> _What is being asked_
In the entries below, count the lines that hold the string "center" and state only that count.

*** Records shown ***

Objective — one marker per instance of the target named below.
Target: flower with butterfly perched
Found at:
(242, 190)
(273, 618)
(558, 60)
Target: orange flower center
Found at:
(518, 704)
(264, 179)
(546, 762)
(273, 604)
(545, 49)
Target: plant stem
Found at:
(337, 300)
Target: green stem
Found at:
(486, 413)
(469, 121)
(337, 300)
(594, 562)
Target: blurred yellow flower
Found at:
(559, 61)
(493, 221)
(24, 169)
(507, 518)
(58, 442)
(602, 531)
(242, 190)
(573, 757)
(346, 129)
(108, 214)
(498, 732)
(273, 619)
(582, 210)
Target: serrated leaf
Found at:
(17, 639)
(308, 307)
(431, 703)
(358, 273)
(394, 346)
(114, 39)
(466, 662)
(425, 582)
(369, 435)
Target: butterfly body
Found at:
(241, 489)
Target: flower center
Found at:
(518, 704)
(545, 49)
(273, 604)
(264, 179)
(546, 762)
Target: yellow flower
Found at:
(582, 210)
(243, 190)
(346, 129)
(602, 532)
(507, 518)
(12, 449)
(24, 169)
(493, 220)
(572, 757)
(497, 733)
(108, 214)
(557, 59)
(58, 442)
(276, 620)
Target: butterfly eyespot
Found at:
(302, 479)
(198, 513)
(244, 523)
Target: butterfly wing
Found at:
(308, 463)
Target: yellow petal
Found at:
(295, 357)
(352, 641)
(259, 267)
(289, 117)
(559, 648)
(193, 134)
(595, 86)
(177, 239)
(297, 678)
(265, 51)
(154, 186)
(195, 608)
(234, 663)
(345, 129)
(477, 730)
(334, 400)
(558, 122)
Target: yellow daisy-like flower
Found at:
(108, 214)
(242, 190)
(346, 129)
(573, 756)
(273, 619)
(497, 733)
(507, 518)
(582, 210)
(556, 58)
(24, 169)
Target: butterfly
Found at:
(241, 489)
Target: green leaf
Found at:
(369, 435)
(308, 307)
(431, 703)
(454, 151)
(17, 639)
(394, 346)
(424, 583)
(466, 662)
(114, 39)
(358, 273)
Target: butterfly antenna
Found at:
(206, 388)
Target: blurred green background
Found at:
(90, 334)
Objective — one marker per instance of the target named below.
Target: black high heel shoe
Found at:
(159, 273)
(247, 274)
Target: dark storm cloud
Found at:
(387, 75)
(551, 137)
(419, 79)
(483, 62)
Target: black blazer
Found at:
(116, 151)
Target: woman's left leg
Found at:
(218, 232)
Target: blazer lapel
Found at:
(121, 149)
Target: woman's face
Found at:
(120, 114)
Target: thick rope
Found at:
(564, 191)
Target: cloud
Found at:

*** End of Records shown ***

> _Response_
2